Text shown>

Serious crime almost never happens here; crack and heroin come to town only on TV news shows. Boasts the mayor, Thelma Bisenius: "This is a place where you don't have to lock your door and you can let your children come into downtown alone." Clay Center citizens care about one another, and about outsiders too. The 55-member Rotary Club has raised $30,000 in three years to help administer polio vaccinations around the world. In short, this should be an idyllic place to live. Yet something is wrong here. Clay Center (pop. 4,700) has lost hundreds of jobs in the past decade, which has prompted an exodus of its young people. In all of Clay County, for which the town serves as county seat, the number of deaths (1,000) since 1980 has substantially outnumbered births (900).

Exercise directions>
Retype the portion of the Clay Center text between "Serious crime almost" and "outnumbered births (900).", inclusive, with every word and punctuation mark unchanged.

Extracted records>
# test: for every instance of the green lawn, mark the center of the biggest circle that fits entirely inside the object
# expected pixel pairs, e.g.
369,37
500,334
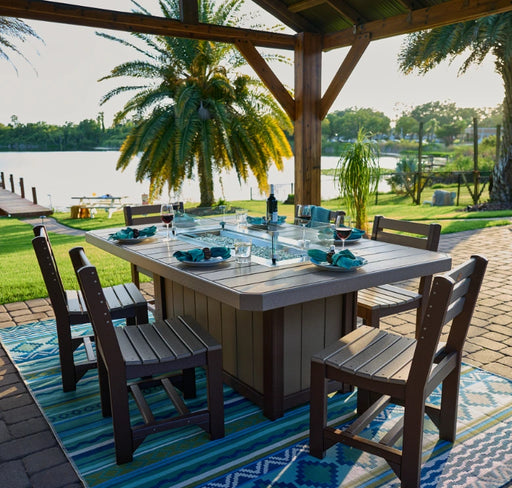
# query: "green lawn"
21,277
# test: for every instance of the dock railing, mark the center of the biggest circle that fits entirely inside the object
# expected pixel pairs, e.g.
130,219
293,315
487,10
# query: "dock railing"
22,186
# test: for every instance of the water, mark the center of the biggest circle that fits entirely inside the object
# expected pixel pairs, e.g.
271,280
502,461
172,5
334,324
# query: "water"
60,176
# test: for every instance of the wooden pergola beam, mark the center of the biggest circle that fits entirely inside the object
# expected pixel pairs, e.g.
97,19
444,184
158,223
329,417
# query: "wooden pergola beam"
343,74
131,22
269,78
446,13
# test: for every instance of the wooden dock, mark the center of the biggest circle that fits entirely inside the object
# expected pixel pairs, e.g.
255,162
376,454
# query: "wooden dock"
16,206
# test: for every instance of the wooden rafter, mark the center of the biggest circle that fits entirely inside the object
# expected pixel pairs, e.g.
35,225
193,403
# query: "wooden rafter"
269,78
347,11
446,13
130,22
189,11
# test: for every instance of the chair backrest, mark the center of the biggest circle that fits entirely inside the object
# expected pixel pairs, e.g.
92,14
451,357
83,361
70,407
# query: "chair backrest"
146,214
413,234
452,299
96,303
50,271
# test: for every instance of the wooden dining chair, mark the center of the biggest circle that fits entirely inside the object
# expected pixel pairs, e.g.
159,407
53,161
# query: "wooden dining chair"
140,215
388,368
124,302
134,357
381,301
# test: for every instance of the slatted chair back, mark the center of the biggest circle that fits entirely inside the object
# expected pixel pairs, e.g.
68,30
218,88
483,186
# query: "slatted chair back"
50,271
405,233
377,302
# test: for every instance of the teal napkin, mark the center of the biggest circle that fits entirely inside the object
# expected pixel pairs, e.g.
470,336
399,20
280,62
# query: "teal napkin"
343,259
198,254
261,220
130,233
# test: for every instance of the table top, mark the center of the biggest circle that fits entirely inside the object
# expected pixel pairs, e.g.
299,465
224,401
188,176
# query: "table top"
257,287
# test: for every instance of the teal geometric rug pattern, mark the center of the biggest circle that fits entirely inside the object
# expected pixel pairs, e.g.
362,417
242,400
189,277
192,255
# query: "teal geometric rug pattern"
258,453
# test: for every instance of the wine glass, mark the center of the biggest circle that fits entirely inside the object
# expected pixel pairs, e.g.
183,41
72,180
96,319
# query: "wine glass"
167,216
343,228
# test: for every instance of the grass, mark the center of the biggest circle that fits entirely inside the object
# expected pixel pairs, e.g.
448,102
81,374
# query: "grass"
22,280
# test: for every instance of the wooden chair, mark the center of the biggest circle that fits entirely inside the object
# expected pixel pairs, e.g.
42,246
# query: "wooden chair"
380,301
388,368
124,301
129,359
140,215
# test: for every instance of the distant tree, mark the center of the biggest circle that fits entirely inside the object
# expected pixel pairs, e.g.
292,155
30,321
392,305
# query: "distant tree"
475,39
12,30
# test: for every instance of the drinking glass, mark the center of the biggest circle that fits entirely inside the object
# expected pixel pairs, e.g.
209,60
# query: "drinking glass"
167,216
343,228
303,218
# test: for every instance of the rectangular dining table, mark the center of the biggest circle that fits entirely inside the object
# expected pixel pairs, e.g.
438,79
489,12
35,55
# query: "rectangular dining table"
270,320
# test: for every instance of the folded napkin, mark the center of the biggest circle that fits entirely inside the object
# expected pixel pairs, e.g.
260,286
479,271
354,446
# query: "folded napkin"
262,220
130,233
343,259
198,254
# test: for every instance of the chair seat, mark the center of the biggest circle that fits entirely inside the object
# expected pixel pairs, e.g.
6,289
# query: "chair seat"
359,352
387,296
122,300
161,342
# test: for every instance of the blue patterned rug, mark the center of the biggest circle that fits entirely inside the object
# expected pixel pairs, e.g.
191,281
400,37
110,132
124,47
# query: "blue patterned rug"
257,453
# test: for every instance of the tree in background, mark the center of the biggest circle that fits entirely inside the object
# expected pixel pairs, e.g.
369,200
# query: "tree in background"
475,39
11,28
194,112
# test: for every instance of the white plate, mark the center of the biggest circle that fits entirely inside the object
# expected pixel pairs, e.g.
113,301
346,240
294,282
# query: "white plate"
205,262
329,267
135,240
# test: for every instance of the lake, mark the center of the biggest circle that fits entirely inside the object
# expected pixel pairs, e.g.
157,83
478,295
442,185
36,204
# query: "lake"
60,176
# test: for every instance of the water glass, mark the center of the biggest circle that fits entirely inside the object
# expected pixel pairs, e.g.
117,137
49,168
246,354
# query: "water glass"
241,219
243,251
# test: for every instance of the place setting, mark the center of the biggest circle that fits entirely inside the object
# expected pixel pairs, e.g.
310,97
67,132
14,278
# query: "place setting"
132,235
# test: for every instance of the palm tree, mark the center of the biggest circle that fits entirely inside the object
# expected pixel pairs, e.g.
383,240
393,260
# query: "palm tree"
489,35
195,112
13,28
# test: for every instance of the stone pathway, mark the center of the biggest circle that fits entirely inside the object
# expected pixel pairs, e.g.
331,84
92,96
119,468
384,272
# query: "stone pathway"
31,456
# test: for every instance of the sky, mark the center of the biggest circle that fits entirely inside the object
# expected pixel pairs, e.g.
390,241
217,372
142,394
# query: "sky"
62,83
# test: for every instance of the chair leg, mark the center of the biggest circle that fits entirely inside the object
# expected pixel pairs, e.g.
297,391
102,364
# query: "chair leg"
123,438
449,406
189,383
317,410
67,361
215,394
410,469
106,407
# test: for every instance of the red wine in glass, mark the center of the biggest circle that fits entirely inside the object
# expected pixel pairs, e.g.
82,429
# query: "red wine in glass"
167,216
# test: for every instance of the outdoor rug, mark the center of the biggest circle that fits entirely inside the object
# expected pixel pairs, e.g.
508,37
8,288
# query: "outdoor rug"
258,453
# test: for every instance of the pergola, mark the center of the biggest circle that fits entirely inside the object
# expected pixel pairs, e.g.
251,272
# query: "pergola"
319,26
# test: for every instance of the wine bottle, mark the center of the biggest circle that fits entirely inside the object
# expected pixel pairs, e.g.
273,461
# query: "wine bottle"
272,206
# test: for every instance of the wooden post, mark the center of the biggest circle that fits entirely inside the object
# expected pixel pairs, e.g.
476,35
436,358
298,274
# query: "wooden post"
308,130
420,156
498,143
476,174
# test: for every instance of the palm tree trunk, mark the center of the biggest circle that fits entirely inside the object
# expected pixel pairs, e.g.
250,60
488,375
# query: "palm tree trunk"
204,173
502,173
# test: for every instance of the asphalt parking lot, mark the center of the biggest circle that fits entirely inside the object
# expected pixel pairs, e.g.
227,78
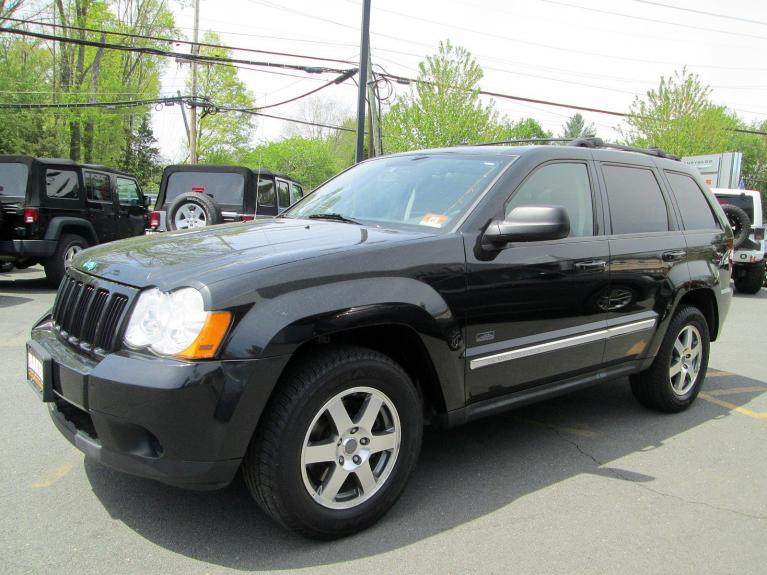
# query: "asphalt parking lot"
588,483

Answer space>
Serious crime almost never happens here; crack and heroin come to town only on TV news shows. Boasts the mayor, Thelma Bisenius: "This is a place where you don't have to lock your door and you can let your children come into downtown alone." Clay Center citizens care about one another, and about outsiders too. The 55-member Rotary Club has raised $30,000 in three years to help administer polio vaccinations around the world. In short, this should be an idyllic place to live. Yet something is wrong here. Clay Center (pop. 4,700) has lost hundreds of jobs in the past decade, which has prompted an exodus of its young people. In all of Clay County, for which the town serves as county seat, the number of deaths (1,000) since 1980 has substantially outnumbered births (900).